**Your tasks**.
1. According to the mailing-list post, in what circles has Ira Tick often heard success used as a measure of the validity of Chassidic hashkafa/halacha?
2. Repeat the part of the mailing-list post starting at "the validity of whatever" and ending at "a geographical domain.".

[Avodah] toras hachasiddus
Micha Berger
micha at aishdas.org
Tue Aug 3 10:54:41 PDT 2010
On Sun, Aug 01, 2010 at 06:58:57AM -0500, Ira Tick wrote:
: The notion of success as a measure of the validity of Chassidic
: hashkafa/halacha is something I've heard often in Chabad circles.
: And yes, its quite an interesting method of reasoning.
But has its limits. One would have to explain why it's a valid approach
to determining correctness between certain confines, and doesn't "prove"
the validity of whatever child religion of Judaism is the most popular
right now. (Christianity if we count all the variants together, but who
says that's the right way to count? After all, we started out with a
much finer distinction, between L and other halachic paths.)
: I would disagree that it is the same means by which Sephardim or Ashkenazim
: consider their particular pesika binding on their communities, because I see
: the lack of possible dissention arising from theological fidelity to
: Chassidus as opposed to fidelity to an academic style or tradition of psak,
: or fidelity to a geographical domain.

[Data extracted from a collection]

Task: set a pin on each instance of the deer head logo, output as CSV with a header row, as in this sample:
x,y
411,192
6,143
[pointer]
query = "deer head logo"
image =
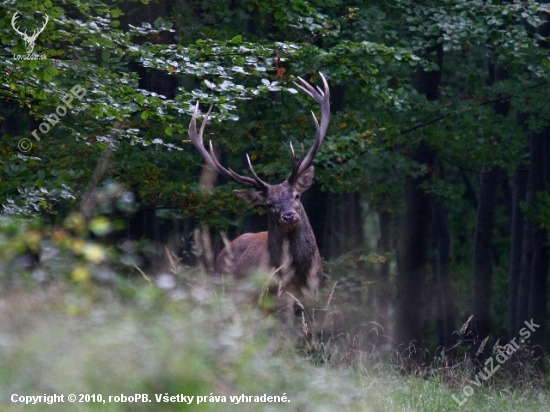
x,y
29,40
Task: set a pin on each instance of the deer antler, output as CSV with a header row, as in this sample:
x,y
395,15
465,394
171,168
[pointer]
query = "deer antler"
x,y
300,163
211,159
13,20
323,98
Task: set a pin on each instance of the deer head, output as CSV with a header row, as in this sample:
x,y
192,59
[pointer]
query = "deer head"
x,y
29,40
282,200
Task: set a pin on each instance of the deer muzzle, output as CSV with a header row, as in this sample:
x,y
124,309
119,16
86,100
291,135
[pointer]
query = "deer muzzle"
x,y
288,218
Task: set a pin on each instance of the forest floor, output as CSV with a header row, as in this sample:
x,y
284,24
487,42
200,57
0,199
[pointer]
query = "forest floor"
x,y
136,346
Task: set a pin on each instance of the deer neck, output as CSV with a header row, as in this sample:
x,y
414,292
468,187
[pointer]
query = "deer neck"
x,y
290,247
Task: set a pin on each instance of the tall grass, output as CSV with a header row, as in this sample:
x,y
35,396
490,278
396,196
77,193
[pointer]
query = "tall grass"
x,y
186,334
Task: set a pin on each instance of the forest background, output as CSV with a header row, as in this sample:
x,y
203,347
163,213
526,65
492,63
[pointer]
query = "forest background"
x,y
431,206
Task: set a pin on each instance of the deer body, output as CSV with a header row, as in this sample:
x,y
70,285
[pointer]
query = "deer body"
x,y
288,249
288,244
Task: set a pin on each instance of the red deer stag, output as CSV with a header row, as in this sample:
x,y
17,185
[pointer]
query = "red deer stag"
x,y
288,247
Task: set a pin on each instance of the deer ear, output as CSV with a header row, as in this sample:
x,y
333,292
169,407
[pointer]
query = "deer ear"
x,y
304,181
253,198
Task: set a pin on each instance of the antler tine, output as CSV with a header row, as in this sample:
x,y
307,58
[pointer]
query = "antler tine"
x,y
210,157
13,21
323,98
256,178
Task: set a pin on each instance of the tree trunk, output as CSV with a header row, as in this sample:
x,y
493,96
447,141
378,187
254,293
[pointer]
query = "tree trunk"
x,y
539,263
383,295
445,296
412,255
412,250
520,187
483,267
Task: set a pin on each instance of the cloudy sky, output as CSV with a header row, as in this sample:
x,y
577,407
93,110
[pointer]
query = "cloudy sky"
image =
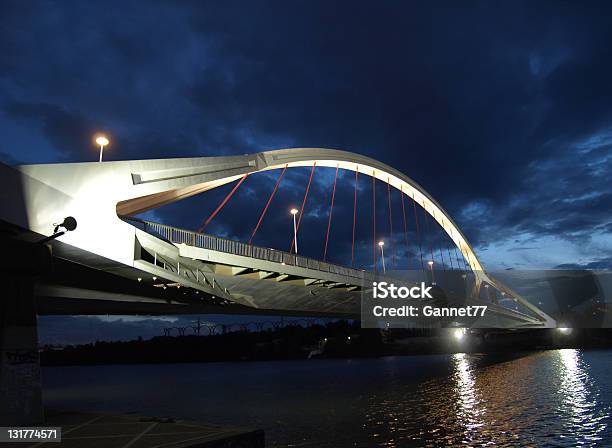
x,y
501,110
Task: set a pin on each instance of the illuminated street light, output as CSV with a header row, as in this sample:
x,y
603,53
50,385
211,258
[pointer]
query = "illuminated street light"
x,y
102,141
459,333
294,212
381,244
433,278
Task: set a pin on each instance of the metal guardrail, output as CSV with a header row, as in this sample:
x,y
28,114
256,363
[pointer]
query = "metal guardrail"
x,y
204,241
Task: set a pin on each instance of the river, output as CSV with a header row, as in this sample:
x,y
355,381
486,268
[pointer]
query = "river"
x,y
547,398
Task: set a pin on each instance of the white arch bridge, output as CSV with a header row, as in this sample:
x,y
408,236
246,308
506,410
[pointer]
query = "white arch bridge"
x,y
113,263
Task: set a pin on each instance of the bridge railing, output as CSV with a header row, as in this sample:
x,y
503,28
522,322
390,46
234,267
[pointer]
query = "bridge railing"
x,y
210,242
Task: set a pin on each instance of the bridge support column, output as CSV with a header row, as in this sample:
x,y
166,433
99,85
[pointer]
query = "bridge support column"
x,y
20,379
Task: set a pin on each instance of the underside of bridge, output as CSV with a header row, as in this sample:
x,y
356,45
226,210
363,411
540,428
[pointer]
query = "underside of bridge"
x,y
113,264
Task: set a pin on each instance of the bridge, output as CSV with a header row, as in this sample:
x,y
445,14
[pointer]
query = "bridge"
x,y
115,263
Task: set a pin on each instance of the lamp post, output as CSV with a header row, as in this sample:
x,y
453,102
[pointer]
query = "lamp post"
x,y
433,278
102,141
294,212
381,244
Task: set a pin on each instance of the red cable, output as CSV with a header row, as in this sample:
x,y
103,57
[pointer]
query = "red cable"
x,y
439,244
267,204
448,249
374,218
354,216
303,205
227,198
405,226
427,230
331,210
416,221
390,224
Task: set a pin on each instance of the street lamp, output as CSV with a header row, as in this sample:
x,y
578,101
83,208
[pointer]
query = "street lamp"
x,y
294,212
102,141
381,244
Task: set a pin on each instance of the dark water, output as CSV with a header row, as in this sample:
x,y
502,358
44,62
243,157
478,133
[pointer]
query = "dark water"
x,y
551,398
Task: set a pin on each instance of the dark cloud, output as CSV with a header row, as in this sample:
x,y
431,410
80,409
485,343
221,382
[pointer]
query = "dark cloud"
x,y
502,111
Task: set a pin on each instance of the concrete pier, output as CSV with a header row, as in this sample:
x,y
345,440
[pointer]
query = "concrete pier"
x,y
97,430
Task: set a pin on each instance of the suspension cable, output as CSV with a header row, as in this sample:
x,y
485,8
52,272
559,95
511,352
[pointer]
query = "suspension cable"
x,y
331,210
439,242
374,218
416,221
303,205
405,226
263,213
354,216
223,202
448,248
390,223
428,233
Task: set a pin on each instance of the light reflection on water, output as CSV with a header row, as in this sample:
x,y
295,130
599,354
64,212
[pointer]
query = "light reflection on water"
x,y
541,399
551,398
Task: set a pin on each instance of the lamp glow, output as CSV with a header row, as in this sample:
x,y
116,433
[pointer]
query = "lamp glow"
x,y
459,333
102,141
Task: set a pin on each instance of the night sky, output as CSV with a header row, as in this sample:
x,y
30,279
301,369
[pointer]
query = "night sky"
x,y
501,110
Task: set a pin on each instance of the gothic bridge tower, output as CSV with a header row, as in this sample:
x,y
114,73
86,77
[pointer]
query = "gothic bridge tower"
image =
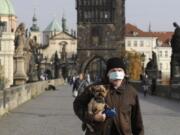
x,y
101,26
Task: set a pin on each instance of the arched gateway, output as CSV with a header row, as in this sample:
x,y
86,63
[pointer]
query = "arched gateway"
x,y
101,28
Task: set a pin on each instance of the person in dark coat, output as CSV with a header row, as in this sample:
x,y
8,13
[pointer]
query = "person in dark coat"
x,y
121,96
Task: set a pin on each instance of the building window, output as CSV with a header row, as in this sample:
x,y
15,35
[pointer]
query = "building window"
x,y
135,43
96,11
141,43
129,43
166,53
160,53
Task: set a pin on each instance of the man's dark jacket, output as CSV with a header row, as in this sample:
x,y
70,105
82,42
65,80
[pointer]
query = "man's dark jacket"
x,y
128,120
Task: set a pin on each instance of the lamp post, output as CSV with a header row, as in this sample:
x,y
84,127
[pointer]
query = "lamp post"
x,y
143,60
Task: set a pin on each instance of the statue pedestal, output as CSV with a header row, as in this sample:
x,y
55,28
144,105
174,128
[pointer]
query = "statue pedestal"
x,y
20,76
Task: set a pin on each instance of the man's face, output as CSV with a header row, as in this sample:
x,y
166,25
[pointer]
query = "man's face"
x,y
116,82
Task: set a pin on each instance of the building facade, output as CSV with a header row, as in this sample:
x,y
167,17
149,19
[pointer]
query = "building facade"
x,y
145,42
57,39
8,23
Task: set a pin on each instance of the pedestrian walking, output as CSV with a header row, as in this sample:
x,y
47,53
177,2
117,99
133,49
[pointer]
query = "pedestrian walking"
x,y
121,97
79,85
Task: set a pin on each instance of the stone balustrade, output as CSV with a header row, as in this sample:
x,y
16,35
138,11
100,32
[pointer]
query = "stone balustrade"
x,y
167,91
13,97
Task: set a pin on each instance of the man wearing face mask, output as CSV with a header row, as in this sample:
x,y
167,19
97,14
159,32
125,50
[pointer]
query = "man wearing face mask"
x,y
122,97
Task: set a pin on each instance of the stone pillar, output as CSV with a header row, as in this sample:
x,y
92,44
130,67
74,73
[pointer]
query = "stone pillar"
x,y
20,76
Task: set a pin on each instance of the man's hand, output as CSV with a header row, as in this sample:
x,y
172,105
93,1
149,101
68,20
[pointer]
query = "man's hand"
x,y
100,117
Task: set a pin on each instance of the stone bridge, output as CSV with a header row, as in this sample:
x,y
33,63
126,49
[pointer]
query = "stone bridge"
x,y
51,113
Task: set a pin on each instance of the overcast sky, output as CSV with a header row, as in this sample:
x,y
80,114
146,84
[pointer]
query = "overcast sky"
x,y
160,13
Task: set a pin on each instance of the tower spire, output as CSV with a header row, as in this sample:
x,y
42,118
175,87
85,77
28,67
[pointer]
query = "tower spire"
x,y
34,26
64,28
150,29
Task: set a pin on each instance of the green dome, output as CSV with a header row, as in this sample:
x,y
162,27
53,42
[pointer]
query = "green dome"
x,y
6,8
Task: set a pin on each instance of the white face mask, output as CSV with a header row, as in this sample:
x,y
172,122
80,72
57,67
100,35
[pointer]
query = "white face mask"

**Answers in order**.
1. In Chabad circles.

2.
the validity of whatever child religion of Judaism is the most popular
right now. (Christianity if we count all the variants together, but who
says that's the right way to count? After all, we started out with a
much finer distinction, between L and other halachic paths.)
: I would disagree that it is the same means by which Sephardim or Ashkenazim
: consider their particular pesika binding on their communities, because I see
: the lack of possible dissention arising from theological fidelity to
: Chassidus as opposed to fidelity to an academic style or tradition of psak,
: or fidelity to a geographical domain.